▸ **GIVEN INSTRUCTION**
Extract every line of the data below without changing a word, and leave the pictures out of your answer.

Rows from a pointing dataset
----

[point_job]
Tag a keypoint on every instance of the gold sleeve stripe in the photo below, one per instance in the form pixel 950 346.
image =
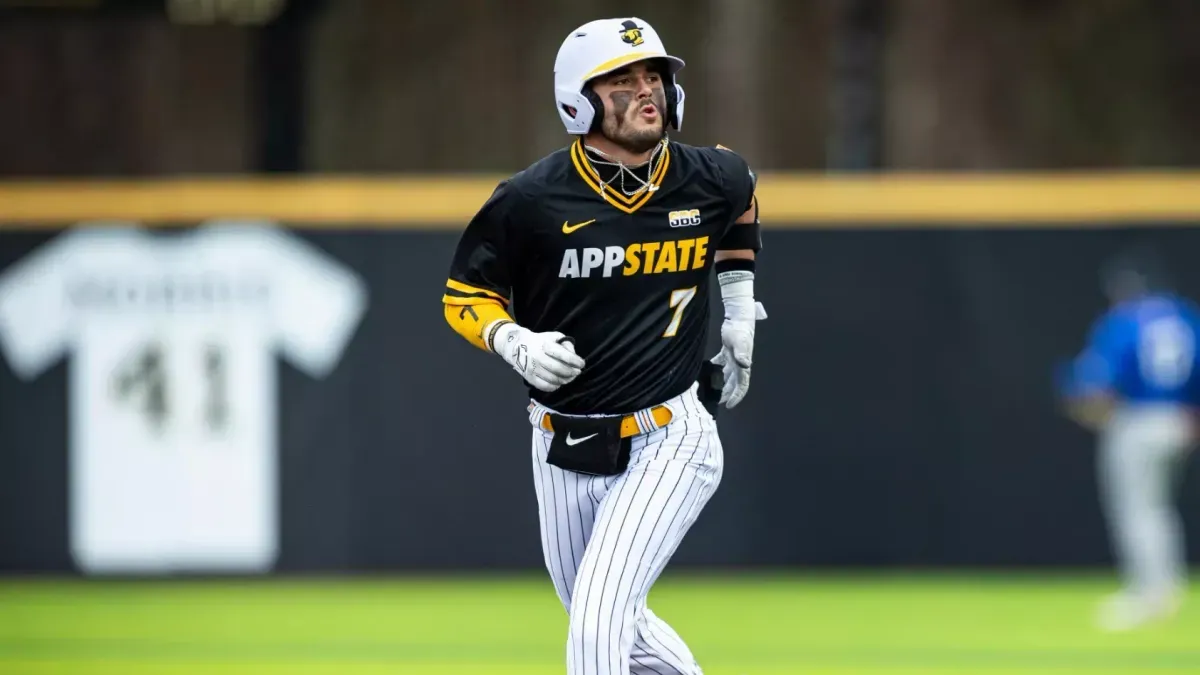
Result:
pixel 469 321
pixel 457 300
pixel 473 290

----

▸ **SOLUTION TO THIS TASK**
[point_job]
Tag a keypoint on every instance of the gold sleeve stripe in the photo below, one per instance in the form pixel 950 346.
image =
Result:
pixel 469 321
pixel 457 300
pixel 473 290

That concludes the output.